**** Task inputs
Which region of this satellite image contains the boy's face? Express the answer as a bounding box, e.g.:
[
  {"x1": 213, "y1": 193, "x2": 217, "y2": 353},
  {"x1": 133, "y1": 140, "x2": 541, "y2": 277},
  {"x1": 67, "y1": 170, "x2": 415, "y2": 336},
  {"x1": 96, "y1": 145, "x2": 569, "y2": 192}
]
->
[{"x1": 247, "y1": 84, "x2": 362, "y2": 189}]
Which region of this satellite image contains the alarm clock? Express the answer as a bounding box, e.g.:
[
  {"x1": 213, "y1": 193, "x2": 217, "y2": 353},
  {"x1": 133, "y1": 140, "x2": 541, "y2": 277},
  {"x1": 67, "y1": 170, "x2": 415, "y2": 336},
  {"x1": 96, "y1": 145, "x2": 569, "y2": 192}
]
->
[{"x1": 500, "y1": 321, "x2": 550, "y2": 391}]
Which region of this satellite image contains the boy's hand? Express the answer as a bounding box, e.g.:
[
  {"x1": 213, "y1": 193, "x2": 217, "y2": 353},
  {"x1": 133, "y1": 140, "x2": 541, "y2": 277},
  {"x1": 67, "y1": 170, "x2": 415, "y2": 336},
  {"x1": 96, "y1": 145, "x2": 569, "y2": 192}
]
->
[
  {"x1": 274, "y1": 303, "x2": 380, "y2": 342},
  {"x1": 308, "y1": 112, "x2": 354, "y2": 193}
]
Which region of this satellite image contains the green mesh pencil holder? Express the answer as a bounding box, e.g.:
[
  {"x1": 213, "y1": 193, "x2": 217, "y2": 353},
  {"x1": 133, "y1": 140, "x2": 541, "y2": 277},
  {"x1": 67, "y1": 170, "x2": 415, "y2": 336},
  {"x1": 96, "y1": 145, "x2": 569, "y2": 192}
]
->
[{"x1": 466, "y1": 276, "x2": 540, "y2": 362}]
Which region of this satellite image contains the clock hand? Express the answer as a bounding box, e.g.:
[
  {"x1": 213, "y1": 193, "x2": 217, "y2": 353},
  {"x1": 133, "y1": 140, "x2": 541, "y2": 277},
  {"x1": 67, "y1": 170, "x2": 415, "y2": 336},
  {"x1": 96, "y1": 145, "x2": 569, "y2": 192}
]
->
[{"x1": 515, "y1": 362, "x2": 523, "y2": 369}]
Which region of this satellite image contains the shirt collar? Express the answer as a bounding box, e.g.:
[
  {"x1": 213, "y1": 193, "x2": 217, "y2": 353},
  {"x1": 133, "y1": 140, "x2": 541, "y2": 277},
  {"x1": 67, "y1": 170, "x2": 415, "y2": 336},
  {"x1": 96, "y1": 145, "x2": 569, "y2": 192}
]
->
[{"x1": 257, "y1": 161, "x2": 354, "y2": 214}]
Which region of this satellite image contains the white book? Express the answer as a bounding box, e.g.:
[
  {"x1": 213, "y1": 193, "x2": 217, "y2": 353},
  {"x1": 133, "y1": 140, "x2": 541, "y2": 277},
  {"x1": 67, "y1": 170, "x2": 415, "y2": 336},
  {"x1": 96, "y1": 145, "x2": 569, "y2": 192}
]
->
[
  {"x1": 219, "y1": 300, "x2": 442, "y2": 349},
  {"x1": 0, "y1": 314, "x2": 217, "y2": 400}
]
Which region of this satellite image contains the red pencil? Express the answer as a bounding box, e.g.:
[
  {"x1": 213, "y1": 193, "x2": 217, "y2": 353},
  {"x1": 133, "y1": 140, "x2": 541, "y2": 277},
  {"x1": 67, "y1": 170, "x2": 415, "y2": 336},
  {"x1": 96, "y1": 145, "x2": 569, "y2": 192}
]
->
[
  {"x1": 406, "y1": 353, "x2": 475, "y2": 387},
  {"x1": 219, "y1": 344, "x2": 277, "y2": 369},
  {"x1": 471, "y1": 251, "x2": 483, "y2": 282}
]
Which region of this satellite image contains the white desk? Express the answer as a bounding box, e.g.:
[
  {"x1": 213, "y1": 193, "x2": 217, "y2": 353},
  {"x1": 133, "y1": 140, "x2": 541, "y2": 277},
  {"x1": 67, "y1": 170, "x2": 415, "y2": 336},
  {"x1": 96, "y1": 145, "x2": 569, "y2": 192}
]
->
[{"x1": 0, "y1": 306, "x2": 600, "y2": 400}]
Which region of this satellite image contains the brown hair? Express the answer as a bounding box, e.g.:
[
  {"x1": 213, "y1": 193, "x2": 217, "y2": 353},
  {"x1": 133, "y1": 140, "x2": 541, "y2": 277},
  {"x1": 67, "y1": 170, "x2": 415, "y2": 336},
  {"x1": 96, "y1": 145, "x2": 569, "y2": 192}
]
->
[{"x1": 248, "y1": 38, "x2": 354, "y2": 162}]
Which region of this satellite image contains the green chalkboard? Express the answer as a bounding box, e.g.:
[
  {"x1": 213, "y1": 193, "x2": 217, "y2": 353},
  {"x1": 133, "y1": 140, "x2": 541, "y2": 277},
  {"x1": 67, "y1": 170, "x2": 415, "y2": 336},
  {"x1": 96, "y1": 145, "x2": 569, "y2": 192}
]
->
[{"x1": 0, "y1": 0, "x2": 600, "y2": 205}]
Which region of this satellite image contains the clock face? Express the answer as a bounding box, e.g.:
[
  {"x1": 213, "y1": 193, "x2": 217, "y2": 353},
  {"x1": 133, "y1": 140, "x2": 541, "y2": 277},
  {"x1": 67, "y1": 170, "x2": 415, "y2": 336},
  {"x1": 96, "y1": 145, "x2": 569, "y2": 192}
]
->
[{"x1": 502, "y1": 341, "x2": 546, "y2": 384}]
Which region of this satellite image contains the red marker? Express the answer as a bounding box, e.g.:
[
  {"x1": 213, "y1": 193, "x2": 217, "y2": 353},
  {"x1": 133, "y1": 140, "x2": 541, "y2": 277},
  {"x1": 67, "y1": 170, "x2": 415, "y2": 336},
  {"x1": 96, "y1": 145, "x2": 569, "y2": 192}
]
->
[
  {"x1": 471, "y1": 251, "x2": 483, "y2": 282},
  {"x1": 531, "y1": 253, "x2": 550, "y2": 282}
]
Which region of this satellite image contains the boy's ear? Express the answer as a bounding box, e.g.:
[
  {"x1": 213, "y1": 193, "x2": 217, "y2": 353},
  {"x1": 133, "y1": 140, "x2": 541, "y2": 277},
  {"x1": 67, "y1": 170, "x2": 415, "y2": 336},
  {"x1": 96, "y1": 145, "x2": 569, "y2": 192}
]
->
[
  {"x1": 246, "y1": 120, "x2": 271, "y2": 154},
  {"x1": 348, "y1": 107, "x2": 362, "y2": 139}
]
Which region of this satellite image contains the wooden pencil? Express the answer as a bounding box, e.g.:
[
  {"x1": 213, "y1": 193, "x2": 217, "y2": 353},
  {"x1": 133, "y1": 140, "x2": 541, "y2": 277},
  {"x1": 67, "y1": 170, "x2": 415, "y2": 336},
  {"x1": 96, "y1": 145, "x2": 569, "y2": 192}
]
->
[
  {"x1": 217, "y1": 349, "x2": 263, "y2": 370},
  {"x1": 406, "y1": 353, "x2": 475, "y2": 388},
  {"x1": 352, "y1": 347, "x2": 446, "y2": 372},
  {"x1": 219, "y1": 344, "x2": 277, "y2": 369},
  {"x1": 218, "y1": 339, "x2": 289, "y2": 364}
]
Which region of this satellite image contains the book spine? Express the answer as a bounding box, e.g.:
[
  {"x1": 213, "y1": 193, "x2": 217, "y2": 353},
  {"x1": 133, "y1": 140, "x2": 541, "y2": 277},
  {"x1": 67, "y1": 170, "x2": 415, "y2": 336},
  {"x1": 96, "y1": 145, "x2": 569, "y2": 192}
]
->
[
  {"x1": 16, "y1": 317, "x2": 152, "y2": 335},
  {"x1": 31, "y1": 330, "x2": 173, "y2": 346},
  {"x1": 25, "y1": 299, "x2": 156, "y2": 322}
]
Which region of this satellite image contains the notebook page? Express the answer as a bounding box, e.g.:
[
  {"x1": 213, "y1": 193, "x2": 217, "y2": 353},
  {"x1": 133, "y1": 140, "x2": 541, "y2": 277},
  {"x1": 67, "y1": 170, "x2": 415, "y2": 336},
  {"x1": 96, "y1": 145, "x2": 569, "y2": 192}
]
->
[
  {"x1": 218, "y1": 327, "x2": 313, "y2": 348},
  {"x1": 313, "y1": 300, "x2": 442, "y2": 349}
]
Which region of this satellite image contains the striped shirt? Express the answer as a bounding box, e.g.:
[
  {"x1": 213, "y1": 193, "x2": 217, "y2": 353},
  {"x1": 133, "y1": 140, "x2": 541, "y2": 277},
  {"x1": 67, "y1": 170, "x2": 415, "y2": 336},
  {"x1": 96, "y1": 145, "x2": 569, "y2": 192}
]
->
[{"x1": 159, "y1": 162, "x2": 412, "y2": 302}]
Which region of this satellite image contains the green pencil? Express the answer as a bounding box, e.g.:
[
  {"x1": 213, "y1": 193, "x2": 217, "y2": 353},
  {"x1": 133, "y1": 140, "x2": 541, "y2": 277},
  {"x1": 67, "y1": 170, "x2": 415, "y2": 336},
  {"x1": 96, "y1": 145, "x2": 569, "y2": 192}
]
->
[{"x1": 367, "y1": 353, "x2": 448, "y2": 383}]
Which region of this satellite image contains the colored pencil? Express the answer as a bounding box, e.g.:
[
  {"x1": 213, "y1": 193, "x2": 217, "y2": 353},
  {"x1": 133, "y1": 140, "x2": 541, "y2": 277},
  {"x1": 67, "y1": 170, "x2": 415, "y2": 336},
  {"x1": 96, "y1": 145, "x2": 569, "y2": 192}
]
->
********
**** Task inputs
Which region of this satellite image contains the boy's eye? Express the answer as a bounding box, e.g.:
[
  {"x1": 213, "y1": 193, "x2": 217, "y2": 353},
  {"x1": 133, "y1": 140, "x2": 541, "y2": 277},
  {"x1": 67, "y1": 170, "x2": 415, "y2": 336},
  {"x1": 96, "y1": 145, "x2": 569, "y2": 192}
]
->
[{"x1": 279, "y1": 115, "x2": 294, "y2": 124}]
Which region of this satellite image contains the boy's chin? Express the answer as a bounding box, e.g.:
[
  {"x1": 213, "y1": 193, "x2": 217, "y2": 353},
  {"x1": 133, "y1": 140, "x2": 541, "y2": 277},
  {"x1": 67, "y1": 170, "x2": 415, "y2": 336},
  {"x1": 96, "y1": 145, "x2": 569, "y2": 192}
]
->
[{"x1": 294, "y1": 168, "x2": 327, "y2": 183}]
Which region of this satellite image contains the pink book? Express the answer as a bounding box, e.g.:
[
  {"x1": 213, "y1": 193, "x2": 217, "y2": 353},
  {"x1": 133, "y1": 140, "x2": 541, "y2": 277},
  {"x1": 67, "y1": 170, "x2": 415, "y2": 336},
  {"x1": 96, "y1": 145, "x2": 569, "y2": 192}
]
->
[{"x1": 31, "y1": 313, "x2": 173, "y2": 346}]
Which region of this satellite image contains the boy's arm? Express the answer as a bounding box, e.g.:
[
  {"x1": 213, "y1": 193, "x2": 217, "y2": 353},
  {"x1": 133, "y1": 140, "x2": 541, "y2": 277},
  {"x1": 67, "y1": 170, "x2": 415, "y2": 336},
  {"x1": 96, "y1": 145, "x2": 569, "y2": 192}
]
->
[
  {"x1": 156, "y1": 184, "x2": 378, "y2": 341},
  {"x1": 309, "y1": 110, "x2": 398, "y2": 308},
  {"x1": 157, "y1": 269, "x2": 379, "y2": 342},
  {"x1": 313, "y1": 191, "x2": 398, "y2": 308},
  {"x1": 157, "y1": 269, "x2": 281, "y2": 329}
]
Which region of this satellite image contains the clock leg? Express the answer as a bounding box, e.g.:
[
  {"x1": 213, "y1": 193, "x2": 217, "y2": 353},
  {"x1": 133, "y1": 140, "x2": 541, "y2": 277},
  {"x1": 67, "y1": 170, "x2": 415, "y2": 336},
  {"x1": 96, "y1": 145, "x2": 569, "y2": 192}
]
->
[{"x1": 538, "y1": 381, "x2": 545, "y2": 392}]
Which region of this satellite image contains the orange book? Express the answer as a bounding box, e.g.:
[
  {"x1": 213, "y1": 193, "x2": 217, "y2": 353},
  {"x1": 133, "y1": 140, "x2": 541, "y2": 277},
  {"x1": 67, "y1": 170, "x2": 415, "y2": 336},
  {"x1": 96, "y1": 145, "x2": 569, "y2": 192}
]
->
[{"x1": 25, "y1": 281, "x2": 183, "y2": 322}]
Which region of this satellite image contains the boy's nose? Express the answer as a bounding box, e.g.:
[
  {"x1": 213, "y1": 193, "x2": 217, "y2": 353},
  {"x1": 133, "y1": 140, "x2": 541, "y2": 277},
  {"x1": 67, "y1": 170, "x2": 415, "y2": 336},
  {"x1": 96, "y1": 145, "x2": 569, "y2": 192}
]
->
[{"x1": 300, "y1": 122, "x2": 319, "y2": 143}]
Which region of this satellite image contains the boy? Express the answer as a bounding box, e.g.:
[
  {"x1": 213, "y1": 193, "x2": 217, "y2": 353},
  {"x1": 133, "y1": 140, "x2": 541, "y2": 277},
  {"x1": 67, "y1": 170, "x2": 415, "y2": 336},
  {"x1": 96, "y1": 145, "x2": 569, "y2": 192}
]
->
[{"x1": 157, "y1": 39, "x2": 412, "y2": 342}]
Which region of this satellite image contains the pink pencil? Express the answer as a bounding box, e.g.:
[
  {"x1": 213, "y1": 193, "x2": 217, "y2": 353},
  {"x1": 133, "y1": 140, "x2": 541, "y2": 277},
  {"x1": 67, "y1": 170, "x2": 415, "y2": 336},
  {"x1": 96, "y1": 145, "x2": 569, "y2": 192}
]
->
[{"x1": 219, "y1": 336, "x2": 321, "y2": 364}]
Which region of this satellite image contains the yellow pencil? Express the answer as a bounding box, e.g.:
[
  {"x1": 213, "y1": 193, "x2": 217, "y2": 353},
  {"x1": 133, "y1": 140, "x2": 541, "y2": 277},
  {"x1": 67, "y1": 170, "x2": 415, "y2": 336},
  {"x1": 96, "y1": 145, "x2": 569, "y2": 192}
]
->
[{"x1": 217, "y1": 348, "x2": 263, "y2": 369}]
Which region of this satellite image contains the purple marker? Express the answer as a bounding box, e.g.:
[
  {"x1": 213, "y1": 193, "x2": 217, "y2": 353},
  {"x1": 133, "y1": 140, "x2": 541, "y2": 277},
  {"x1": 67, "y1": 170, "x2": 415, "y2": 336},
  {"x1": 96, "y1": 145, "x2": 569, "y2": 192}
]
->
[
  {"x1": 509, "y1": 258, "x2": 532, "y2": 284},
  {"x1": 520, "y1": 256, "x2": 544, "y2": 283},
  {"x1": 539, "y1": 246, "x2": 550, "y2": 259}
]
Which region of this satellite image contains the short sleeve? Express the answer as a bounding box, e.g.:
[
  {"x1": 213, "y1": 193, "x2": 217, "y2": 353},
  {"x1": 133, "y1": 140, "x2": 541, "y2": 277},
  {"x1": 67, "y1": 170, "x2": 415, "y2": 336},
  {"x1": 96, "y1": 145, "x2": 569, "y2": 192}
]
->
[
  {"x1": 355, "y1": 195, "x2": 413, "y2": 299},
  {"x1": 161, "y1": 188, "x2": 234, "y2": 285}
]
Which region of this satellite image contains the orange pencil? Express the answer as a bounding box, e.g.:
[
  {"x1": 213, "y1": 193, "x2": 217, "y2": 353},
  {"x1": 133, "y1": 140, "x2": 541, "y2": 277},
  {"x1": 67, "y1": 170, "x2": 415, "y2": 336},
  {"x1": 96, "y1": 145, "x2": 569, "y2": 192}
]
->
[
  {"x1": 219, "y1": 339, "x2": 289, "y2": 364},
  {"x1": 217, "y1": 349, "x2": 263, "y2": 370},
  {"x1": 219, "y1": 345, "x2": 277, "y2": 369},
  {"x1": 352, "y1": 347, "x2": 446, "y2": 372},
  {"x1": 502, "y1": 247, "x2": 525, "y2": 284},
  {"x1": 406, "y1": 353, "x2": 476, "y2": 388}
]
********
→ Task to complete
List each line of the items above that contains the string "green". Matching is case-sensitive.

→ Correct answer
Which region of this satellite image contains the green mesh pencil holder? Express the answer as a bounding box, e.g.:
Which region of this satellite image contains the green chalkboard? Express the answer as a bounding box, e.g.:
Which region of this satellite image contains the green pencil? Express the answer as a bounding box, e.g.:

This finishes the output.